EXCERPT PROVIDED
<<<<
It's an interesting read and kind of illustrates how much people's tastes can change in a relatively short space of time.

http://www.theguardian.com/commentisfree/2014/jun/10/sleeve-tattoos-hipster-habit-unartistic-art


----------



## probably offline (Oct 8, 2012)

I like being a blank canvas. I did the piercing thing when I was a teen, but I never got any tattoos(thankfully). It looks good on others, but I wouldn't want to be 50 with tattoos.


----------



## feels (Jun 18, 2010)

I only have one at the moment on my lower, inner arm. It's fairly small and probably easy to miss. The majority of people seem to hate it, but others have genuinely complimented it. It makes me happy, though. I think the first day afterward I was like, "Oh sh*t, was this a mistake?", but got used to it shortly after. I'm thinking about getting another one. It would be a bit larger and more noticeable. I think I've always been really uncomfortable with standing out in any way, so that's what makes me hesitant and forces me to think about it for a while. But no regrets here.


----------



## MobiusX (Nov 14, 2008)
>>>>
Pointing data excerpts
<<<<
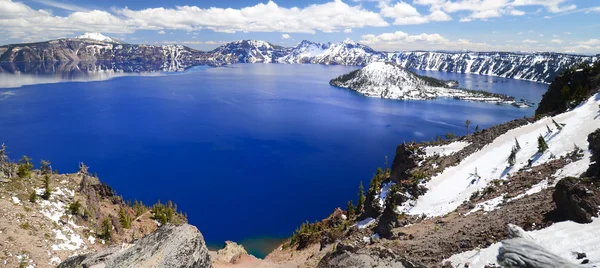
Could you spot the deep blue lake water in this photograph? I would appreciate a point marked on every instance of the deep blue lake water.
(248, 151)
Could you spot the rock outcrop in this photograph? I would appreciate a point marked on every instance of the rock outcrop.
(170, 246)
(594, 146)
(349, 256)
(577, 199)
(521, 251)
(231, 253)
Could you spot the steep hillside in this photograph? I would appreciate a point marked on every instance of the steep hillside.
(391, 81)
(537, 67)
(45, 217)
(344, 53)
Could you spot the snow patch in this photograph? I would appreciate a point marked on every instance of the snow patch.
(365, 223)
(562, 238)
(448, 190)
(444, 150)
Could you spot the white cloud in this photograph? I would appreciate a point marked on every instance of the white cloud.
(61, 5)
(556, 41)
(405, 14)
(328, 17)
(19, 21)
(488, 9)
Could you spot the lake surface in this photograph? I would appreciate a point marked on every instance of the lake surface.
(248, 151)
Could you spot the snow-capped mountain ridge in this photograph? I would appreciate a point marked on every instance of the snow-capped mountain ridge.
(97, 37)
(538, 67)
(392, 81)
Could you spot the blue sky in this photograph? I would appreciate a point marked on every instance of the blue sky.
(482, 25)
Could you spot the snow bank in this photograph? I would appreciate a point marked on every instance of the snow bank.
(456, 184)
(365, 223)
(564, 239)
(447, 149)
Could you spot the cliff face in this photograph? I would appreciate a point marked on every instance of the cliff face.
(537, 67)
(169, 246)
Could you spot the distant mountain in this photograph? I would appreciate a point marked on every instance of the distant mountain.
(391, 81)
(537, 67)
(169, 57)
(98, 37)
(344, 53)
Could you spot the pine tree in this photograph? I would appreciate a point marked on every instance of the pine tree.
(351, 210)
(47, 190)
(558, 126)
(25, 167)
(361, 199)
(106, 229)
(542, 145)
(45, 167)
(512, 157)
(124, 218)
(467, 124)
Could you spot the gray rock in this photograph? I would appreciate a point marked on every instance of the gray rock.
(348, 256)
(231, 253)
(170, 246)
(521, 251)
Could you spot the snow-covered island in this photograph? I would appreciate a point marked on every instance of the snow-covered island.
(391, 81)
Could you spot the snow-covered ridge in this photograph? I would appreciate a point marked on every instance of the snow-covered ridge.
(451, 188)
(97, 37)
(391, 81)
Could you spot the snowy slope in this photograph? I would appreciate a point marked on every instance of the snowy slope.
(537, 67)
(448, 190)
(391, 81)
(97, 37)
(563, 239)
(347, 52)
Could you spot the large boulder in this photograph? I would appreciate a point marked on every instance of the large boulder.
(577, 199)
(349, 256)
(408, 156)
(169, 246)
(594, 146)
(231, 253)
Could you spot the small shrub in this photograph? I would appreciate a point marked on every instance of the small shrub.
(106, 229)
(33, 197)
(542, 145)
(47, 190)
(45, 167)
(124, 218)
(74, 208)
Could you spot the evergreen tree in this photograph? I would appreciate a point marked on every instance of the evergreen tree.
(33, 197)
(467, 124)
(47, 190)
(124, 218)
(106, 229)
(351, 210)
(558, 126)
(45, 167)
(512, 157)
(25, 167)
(361, 199)
(542, 145)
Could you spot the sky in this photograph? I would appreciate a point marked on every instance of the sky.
(571, 26)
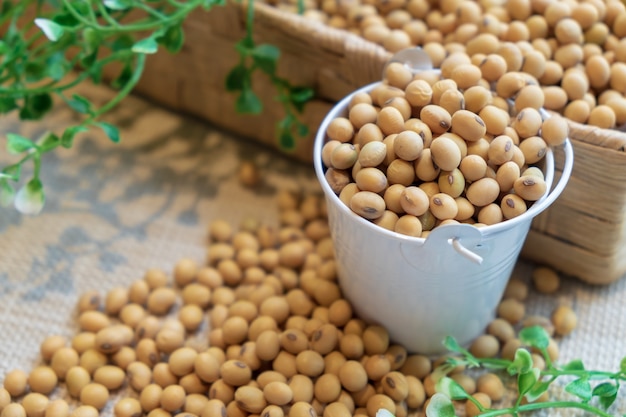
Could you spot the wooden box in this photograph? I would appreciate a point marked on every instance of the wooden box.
(583, 234)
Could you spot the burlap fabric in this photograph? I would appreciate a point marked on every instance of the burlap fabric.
(115, 210)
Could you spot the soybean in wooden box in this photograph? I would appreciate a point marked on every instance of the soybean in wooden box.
(583, 234)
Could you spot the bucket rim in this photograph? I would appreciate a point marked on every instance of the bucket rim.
(538, 206)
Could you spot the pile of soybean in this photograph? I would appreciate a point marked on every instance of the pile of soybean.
(575, 49)
(439, 147)
(260, 329)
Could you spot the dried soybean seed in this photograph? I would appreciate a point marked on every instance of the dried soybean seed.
(471, 410)
(327, 388)
(50, 345)
(564, 320)
(250, 399)
(380, 401)
(390, 120)
(482, 192)
(468, 125)
(57, 408)
(95, 395)
(371, 179)
(451, 183)
(512, 206)
(495, 119)
(530, 188)
(340, 129)
(372, 154)
(413, 200)
(445, 153)
(344, 156)
(490, 214)
(172, 398)
(35, 404)
(400, 171)
(443, 206)
(127, 407)
(501, 329)
(452, 101)
(42, 379)
(111, 377)
(473, 167)
(14, 410)
(408, 145)
(367, 204)
(436, 117)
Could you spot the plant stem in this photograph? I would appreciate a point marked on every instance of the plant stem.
(543, 406)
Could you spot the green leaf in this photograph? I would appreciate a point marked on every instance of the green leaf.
(111, 131)
(67, 19)
(35, 106)
(575, 365)
(527, 380)
(49, 140)
(266, 57)
(580, 388)
(238, 78)
(522, 362)
(452, 345)
(451, 389)
(146, 46)
(17, 144)
(122, 43)
(7, 104)
(299, 96)
(440, 406)
(67, 138)
(56, 66)
(173, 38)
(534, 336)
(604, 389)
(87, 61)
(606, 393)
(13, 171)
(123, 78)
(117, 4)
(7, 193)
(80, 104)
(6, 8)
(92, 39)
(51, 29)
(537, 390)
(34, 71)
(30, 198)
(248, 103)
(303, 130)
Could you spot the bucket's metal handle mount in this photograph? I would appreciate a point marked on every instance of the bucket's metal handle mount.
(463, 251)
(415, 59)
(445, 243)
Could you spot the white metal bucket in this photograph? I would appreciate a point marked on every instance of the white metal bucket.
(424, 289)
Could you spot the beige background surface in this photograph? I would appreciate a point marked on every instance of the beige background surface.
(113, 211)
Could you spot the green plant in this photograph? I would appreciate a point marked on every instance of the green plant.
(592, 391)
(51, 46)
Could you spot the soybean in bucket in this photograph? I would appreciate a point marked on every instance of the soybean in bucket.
(448, 281)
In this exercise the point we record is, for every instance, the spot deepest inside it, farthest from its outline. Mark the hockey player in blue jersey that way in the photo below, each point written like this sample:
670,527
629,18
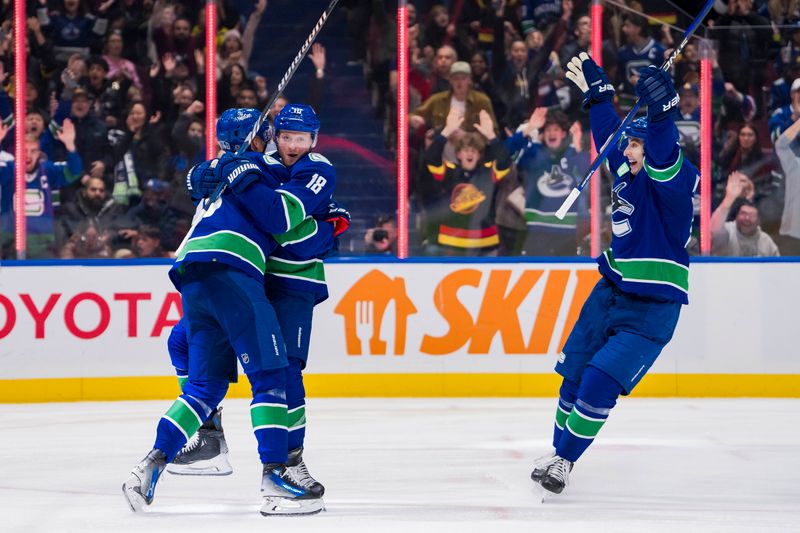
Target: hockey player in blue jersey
292,297
633,309
220,271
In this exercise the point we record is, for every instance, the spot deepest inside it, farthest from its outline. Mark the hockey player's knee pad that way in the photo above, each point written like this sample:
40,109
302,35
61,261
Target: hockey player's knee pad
268,382
210,392
178,346
569,390
598,389
295,391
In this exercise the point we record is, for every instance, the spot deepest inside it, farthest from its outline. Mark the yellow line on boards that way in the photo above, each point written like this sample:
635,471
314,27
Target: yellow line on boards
402,385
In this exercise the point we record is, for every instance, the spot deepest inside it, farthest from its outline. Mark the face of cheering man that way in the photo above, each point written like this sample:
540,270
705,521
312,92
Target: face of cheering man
292,145
635,154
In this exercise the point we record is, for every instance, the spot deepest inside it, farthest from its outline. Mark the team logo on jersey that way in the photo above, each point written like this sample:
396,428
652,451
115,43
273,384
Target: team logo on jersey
466,198
555,184
620,205
34,203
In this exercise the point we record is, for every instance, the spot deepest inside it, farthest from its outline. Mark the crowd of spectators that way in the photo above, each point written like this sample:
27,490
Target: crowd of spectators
486,191
116,116
115,102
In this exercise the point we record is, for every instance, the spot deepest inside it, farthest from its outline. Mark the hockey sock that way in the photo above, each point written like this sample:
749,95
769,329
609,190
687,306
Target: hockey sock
566,399
597,395
296,403
185,416
268,414
178,348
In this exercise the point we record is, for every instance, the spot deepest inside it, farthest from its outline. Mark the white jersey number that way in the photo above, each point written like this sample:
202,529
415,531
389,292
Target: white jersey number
317,183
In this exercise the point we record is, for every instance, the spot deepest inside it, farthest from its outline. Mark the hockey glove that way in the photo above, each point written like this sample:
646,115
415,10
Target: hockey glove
655,87
238,172
338,216
202,180
590,79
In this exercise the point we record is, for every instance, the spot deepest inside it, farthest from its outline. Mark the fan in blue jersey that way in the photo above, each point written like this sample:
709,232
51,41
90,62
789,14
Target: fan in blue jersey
220,270
549,168
43,179
633,309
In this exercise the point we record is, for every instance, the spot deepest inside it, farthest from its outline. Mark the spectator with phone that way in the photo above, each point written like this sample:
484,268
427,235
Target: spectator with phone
382,239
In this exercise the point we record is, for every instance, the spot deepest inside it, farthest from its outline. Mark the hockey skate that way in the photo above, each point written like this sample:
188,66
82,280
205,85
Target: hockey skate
285,496
206,453
297,467
140,488
553,474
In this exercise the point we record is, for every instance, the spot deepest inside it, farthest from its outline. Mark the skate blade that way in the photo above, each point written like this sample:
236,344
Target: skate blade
210,467
134,500
279,506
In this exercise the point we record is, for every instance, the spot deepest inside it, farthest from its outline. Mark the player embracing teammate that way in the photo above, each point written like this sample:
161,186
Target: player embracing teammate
273,222
633,309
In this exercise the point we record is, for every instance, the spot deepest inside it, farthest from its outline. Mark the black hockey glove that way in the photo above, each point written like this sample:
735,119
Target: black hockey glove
590,79
655,87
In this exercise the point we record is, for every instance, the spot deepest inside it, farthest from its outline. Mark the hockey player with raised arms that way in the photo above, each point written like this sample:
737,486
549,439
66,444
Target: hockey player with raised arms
220,272
292,296
633,309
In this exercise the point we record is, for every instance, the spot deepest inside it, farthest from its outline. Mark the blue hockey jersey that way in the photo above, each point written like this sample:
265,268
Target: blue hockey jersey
652,212
282,199
293,265
48,177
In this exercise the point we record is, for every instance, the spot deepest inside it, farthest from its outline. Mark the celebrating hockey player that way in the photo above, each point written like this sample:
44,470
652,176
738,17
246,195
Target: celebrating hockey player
633,309
220,272
292,296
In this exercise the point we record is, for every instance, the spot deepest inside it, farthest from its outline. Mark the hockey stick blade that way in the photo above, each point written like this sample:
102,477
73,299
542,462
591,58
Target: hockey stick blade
612,139
287,77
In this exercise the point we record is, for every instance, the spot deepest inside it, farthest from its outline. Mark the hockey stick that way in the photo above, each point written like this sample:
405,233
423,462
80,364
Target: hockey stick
611,141
204,204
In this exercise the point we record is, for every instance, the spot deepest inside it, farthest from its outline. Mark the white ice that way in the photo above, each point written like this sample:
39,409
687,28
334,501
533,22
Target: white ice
420,465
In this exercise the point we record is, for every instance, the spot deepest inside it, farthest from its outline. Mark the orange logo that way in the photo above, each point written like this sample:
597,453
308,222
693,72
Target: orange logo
466,198
501,306
364,307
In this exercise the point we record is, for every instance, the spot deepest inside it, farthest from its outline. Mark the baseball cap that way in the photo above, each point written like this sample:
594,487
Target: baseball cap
156,185
690,87
79,91
460,67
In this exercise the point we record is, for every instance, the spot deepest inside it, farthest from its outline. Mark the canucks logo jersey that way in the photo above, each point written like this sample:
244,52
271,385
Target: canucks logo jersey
269,230
651,214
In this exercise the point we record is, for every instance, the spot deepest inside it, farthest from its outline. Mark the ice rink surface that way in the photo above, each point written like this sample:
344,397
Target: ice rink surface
434,465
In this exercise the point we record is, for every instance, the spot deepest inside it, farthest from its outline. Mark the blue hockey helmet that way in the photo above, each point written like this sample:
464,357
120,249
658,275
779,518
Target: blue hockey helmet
298,117
637,128
234,125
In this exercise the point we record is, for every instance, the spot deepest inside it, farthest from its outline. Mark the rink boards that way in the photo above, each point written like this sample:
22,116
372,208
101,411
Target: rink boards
97,331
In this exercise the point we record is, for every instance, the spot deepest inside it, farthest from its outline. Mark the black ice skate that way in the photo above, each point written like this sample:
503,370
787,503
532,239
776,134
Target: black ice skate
140,488
206,453
553,474
299,471
284,495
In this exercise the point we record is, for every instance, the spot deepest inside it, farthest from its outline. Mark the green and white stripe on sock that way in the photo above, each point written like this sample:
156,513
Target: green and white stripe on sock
297,418
184,417
582,425
561,417
268,416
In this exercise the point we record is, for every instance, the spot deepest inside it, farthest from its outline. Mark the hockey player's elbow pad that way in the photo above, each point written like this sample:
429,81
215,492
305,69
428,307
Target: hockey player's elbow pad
238,172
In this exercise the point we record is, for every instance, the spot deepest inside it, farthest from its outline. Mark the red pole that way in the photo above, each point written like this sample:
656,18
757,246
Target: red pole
211,79
20,74
402,130
705,147
594,193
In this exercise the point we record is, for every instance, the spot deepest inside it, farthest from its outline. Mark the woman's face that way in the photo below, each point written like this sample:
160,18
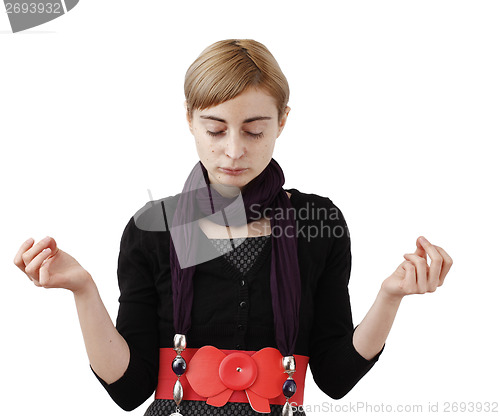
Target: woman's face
235,140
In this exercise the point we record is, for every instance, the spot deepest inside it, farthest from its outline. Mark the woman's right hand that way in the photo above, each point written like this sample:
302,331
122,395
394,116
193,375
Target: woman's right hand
50,267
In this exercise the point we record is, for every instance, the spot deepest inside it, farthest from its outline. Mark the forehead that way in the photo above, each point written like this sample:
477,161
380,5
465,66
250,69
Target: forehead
252,104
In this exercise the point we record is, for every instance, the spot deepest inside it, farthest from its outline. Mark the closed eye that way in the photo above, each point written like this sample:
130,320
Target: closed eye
220,133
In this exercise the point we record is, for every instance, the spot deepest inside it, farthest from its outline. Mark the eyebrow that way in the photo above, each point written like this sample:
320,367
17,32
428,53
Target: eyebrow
248,120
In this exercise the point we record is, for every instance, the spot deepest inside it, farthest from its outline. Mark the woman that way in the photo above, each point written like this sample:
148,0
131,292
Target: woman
248,279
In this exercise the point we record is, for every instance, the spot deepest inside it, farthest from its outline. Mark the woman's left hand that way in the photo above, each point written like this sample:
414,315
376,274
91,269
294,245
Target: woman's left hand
414,275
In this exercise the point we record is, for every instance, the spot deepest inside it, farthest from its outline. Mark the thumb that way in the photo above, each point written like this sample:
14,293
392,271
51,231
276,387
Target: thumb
420,251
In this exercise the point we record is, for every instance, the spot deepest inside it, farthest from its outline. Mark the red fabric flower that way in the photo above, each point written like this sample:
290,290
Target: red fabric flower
215,375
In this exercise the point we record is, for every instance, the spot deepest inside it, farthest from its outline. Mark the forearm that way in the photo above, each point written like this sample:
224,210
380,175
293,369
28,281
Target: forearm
371,334
107,350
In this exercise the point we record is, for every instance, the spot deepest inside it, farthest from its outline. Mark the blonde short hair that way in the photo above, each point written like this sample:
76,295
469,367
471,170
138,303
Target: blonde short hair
227,68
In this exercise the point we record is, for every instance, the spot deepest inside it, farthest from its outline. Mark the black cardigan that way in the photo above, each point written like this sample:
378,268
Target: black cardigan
234,312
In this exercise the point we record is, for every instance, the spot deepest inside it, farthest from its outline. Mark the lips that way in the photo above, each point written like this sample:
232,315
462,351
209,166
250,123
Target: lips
231,171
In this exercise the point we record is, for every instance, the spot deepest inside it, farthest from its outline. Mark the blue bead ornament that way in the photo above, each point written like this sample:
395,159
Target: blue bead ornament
179,365
289,388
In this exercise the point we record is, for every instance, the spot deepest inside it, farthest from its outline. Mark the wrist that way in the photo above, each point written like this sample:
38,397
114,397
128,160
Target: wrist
390,298
86,288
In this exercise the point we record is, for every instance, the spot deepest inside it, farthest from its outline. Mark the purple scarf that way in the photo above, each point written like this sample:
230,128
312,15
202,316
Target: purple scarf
263,194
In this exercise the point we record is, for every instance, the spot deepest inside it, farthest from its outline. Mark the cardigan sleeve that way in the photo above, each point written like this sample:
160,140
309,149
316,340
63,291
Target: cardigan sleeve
335,364
137,322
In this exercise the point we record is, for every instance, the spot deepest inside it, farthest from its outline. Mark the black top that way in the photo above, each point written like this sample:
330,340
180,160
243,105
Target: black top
232,309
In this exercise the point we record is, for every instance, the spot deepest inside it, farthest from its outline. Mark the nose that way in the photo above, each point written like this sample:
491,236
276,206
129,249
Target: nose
235,148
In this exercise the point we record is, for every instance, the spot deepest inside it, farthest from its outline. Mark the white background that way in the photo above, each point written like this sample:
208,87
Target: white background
395,115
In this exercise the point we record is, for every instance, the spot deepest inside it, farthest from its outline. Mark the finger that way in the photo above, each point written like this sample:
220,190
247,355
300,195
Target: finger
409,284
421,270
436,262
18,261
33,267
420,251
34,251
447,263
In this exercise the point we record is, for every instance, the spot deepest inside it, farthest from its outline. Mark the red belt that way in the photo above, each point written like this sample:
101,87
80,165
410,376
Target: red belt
218,376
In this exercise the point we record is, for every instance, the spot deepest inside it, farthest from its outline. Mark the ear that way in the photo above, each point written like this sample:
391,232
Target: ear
283,120
188,118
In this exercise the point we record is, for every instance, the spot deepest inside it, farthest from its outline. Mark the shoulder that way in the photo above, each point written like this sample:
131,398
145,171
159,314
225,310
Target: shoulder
310,204
156,215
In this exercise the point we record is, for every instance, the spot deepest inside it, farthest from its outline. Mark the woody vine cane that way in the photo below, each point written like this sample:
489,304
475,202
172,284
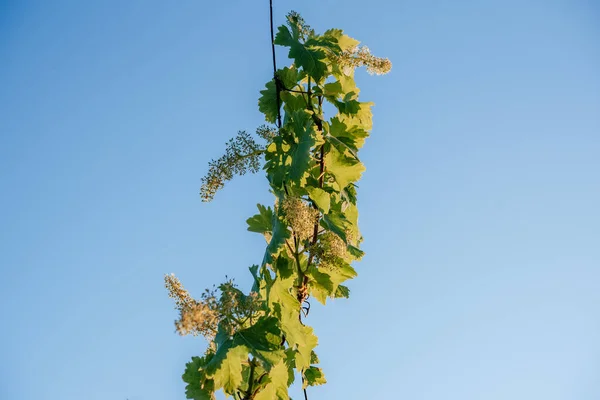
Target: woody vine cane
258,343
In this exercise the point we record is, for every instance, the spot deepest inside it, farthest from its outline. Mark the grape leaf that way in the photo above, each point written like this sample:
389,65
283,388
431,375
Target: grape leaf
321,198
344,169
197,387
267,102
300,151
313,376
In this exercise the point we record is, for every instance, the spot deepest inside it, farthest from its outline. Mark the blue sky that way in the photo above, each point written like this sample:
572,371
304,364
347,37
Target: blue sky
480,204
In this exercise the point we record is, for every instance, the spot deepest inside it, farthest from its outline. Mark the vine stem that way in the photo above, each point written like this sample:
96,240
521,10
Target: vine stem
277,84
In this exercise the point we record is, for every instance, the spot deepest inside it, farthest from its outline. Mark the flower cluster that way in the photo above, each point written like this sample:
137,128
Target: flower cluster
266,132
230,312
359,56
300,216
297,23
242,154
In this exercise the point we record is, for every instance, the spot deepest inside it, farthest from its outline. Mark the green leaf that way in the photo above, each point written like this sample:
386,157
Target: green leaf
345,42
344,169
355,252
289,77
300,152
310,59
267,103
264,335
363,117
352,136
342,291
280,234
284,266
277,388
227,370
197,387
287,308
321,198
261,222
337,223
320,284
284,37
313,376
332,90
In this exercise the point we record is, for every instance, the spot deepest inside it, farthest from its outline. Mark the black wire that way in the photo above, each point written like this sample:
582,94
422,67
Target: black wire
277,90
277,84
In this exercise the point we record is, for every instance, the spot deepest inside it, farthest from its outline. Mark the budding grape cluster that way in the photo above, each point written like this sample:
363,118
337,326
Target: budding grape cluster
242,154
361,55
230,312
300,216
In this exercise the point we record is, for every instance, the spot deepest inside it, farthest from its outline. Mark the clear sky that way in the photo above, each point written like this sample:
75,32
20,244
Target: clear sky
480,205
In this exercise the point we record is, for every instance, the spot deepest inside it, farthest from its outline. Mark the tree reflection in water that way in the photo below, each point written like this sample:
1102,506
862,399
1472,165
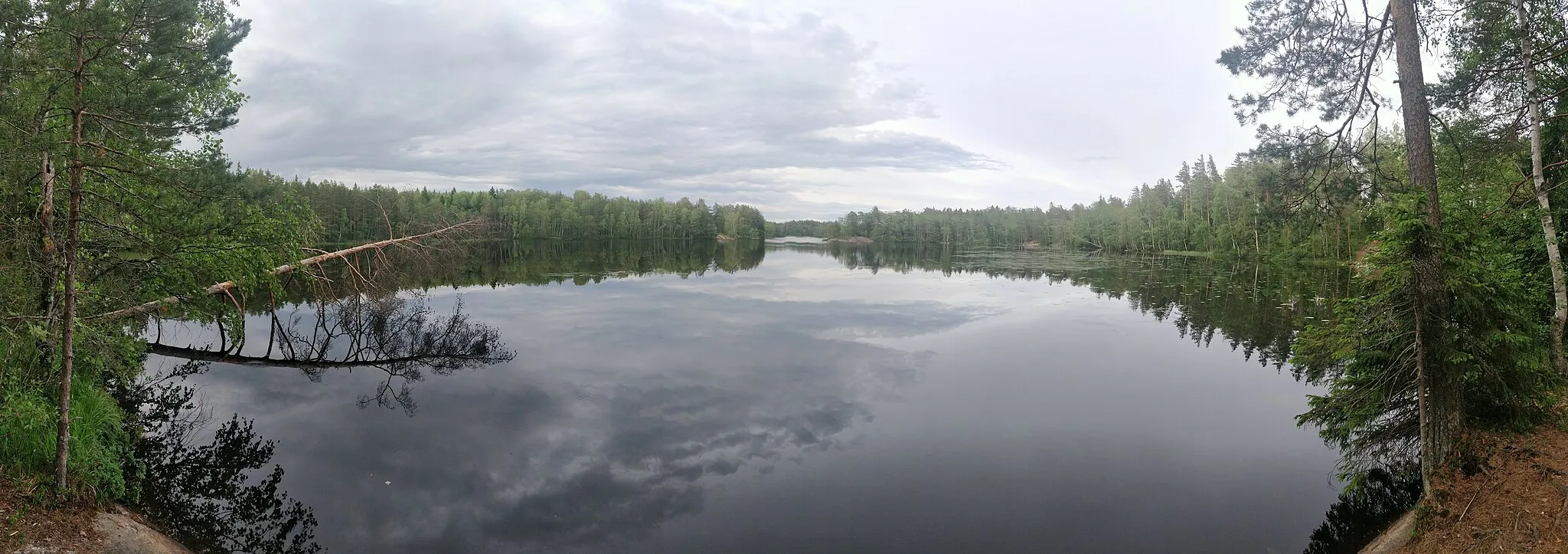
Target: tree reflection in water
>>>>
GIVEN PROBLEM
In the tattoo thread, why does the poster who has one small tattoo on the lower, inner arm hesitate about getting a second one?

WORKED SOLUTION
The second tattoo would be larger and more noticeable. The poster has always felt really uncomfortable with standing out in any way, and that discomfort causes the hesitation and a long period of thinking it over.